(Pointing dataset excerpts)
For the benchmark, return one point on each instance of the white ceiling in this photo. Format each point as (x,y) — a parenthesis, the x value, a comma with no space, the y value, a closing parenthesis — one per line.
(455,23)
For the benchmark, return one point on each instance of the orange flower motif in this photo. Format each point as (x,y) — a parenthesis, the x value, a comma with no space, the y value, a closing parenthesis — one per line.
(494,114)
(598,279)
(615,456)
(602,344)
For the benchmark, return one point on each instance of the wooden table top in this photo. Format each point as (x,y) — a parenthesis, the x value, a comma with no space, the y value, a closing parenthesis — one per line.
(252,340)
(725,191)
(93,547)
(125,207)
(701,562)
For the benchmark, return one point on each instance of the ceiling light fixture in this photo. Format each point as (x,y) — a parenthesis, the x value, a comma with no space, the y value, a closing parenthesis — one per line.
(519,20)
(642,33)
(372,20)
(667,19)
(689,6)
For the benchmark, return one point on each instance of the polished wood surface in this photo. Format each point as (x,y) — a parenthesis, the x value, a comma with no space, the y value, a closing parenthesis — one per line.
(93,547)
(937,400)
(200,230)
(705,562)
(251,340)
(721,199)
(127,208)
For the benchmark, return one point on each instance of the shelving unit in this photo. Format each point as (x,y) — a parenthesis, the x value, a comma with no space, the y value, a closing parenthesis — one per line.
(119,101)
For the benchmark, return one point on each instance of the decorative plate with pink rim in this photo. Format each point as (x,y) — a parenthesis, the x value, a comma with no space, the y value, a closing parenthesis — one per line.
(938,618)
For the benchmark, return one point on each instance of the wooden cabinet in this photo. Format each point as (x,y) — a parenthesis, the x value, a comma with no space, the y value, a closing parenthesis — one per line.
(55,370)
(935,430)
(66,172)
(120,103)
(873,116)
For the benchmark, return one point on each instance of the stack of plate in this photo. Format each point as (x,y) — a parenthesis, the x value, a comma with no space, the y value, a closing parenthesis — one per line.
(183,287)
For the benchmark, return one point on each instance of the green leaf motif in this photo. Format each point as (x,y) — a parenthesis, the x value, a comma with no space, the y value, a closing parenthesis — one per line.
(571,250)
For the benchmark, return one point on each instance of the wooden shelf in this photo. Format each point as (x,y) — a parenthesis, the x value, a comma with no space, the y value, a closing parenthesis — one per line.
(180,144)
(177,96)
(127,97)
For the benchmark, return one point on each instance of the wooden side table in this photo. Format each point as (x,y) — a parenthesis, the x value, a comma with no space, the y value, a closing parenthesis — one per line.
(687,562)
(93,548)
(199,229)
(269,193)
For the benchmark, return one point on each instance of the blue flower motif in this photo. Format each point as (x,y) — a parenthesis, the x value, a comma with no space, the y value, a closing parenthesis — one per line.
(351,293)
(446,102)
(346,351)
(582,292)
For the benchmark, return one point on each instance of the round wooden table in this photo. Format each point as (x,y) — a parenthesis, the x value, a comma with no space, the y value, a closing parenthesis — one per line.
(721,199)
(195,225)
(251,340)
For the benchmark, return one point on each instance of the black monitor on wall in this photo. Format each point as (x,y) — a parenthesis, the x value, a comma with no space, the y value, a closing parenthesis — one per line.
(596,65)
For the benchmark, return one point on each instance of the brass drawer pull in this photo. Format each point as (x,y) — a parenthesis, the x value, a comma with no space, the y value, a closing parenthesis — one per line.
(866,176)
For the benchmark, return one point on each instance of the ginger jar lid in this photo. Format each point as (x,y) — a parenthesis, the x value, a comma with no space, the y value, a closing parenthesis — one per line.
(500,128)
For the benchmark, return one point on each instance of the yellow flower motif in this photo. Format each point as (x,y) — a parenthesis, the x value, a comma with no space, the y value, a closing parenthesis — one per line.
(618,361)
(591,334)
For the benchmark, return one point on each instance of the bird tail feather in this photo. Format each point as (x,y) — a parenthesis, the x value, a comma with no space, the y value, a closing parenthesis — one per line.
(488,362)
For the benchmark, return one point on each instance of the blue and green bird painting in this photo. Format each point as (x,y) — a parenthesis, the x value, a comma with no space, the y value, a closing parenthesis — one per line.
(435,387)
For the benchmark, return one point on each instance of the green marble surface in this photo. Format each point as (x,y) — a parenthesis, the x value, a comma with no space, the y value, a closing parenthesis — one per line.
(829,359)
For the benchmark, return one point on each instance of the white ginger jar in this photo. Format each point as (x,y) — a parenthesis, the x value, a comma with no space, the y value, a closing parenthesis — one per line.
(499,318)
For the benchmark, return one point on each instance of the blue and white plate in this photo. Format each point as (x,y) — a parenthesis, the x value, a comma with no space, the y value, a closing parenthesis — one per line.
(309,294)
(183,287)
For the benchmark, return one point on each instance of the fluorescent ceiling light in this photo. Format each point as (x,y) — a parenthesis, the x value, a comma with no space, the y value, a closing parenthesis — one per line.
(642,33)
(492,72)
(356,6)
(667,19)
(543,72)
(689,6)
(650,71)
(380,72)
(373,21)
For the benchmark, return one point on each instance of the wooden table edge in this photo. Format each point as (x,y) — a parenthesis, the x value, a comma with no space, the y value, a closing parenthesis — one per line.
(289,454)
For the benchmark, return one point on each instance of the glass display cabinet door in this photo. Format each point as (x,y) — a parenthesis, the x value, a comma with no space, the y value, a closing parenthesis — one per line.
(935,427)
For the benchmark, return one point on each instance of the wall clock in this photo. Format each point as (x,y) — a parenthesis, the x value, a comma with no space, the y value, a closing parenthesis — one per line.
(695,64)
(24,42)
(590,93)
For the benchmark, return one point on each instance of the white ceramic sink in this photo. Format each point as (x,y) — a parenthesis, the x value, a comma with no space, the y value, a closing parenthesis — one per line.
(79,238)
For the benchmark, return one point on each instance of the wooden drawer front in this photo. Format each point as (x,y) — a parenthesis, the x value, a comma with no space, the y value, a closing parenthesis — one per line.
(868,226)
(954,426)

■ WHAT THIS TASK INVOLVES
Repeat each of the entries above precisely as given.

■ ANSWER
For the benchmark, return one point on each instance of the white ceiling in this photo. Format each point as (x,y) — a parenthesis, the x value, a comma with no space, the y value, a closing parenthesis — one per line.
(455,23)
For the benchmark, return one point on each instance of the orange flower motif in this photo. Format each point as (x,y) — a parenthesis, the x value, a comma with no space, the y value, a closing parenthesis — one per line.
(494,114)
(598,279)
(615,456)
(602,344)
For the benchmark, return one point on each instance of the wooden table top in this photo. Format each point as (x,y) — a parenthesis, the x value, a comma with no space, the y value, a closing parenthesis — one per line.
(252,340)
(725,191)
(93,547)
(125,207)
(701,562)
For the benchmark, return one point on each instance of the ceiling light fixture in this photo. Format each point as (x,y) — a parenthesis, the x value, a comma with no space, the y value, a closing parenthesis — one per line.
(519,20)
(642,33)
(372,20)
(667,19)
(689,6)
For the benchmark, return one point on each instance of the polished wood surface in this photo. Format each point as (x,y) — a parenthesis, the x value, a comma with no space, the y value, a closing parenthesis — one per line.
(93,547)
(937,400)
(200,230)
(705,562)
(251,340)
(721,199)
(127,208)
For the benchmark, return one point on each instance of the shelving unit in this photo. Format each point as (x,y) — a parenthesis, the x value, a comma with no space, the y value, a closing parenthesis — one per line.
(119,101)
For the benchmark, return one point on each instance of the decorative plate with pink rim in this photo. Format each point as (x,y) — a parenthesis, the x value, a comma with no space, the y value, a closing parenthesis — one per line.
(938,618)
For the benchmark, return one point on each instance of the wooden cabinet in this photo. Format each point as (x,y) — a parenthesis, the x value, a comma with no space, the y value, a closing parenthesis — one per line.
(55,370)
(935,430)
(66,172)
(120,103)
(873,116)
For the benchmark, return one point on each instance of the stack of plate in this photo. Format each point as (x,y) — a parenthesis, the x value, a comma with no space, the y value, a closing parenthesis — one per line.
(183,287)
For the benchmark, return one point on each instance of the green leaf motif in this photo. Format each point as (x,y) — a parenthesis, the x value, a comma with no space, the y value, a closing parenthesis — one per line.
(571,250)
For the benchmark, return one point on each instance of the wooden shelf in this photo. Format each point as (x,y) — a parenthesis, the x value, a comma with no space, the y value, a closing parenthesis — one per line.
(180,144)
(177,96)
(127,97)
For the benchmark, return one point on each instance of the wooden side table in this photo. Format each point as (x,y) — a parenthesis, the x value, a comma with no space, the y value, a closing parenthesis — one per line.
(687,562)
(93,548)
(199,229)
(269,193)
For the benchmark, return one point on each instance of the blue flower motif in this photo. Format each point as (x,y) — a parenthesis, the x value, a comma with no space, the y value, a closing parenthesis — one per line.
(351,293)
(446,102)
(346,351)
(582,292)
For the benchmark, return one point on each instance of the round wooden table in this photo. Format each point as (x,y) — a parenthesis, the x value, a comma with no space, the y value, a closing parenthesis — one per line.
(721,199)
(195,225)
(251,340)
For the benchmark, return one point on each instance of the black monitor on wall in this photo. Format each point as (x,y) — a parenthesis, the x value, a comma with no space, the y value, a closing parenthesis — one per line.
(596,65)
For the benchmark, return one point on each instance of the brass drawer pull in this photo. Format each point as (x,y) — a parenthesis, the x value, a comma with no space, the y value, a closing parenthesis — one per line.
(866,176)
For the benchmark, return one point on each instance of the ginger jar lid in this photo. Format each point as (x,y) — a parenthesis, the x value, a comma with no space, the y value, a closing parenthesis — one per line.
(500,128)
For the benchmark, return one point on each instance of the yellow flower motif in this photo. Format each point as (x,y) — a parenthesis, the x value, a comma with no space, the y value, a closing parenthesis — one per line.
(618,361)
(591,334)
For the benchmark, return one point on each instance of the bird tail feather in this photo. Format each point as (x,y) — a parenthesis, the x value, a comma with no space, the y value, a closing parenthesis — one per line.
(488,362)
For the benchmark, return one point on each instance of the blue and green bird painting in this photo. Format each point as (x,y) — a parenthesis, the x value, a comma with no space, the y value, a closing parenthesis — one per line.
(435,387)
For the benchmark, return one point on each instance of the green marble surface in this photo. Format each point as (x,y) — a parenthesis, the x value, a comma with no space, the y value, a closing parenthesis — one per line.
(829,359)
For the benchmark, return one point on each instance of the white ginger jar in this photo. Format each point as (x,y) — a parenthesis, the x value, a comma with no space, the y value, a closing parenthesis — one per line.
(499,318)
For the benchmark, return one point on each instance of the blue and white plate in this photo. Format each point as (x,y) — a parenthesis, the x value, a comma with no space, the y value, a closing parenthesis — one per line.
(309,294)
(183,287)
For the benchmark, return one point on each instance of the fluorescent ceiling light in this photo. Format each point as (x,y) — a parenthesis, the x value, a comma with no space, the y value, a closing parenthesis — one per line.
(642,33)
(492,72)
(356,6)
(667,19)
(543,72)
(689,6)
(650,71)
(380,72)
(373,21)
For the benchmark, return one point on each instance of the wooden table edge in this photo. Format each point as (x,y) — a parenthesis, the x value, a comma with no space, the y value, a closing parenthesis — one per line.
(289,454)
For the benchmark, return one point on each instance of the glass display cabinet door in this photo. Format each point as (x,y) — a parenthesis, the x value, a comma with no space, the y value, a closing parenthesis — one per line.
(935,427)
For the benchmark, return one point on each instance of the wall clock in this photo. Format each point as (x,y) — a parenthesis, the x value, a comma with no space, the y value, a closing parenthesis — one per line.
(695,64)
(24,42)
(590,93)
For the benchmark, return one point on each instance of the white ceramic sink in this photo. Format each point as (x,y) — a parenthesis, the x value, a comma with no space, the y value, a closing parenthesis — one per line.
(79,238)
For the benchmark, return one point on each instance of the wooden drawer front in this photo. Format each point as (x,y) — a parenthesis, the x value, a comma with no space, the y value, a closing parenthesis — one per line.
(868,226)
(954,426)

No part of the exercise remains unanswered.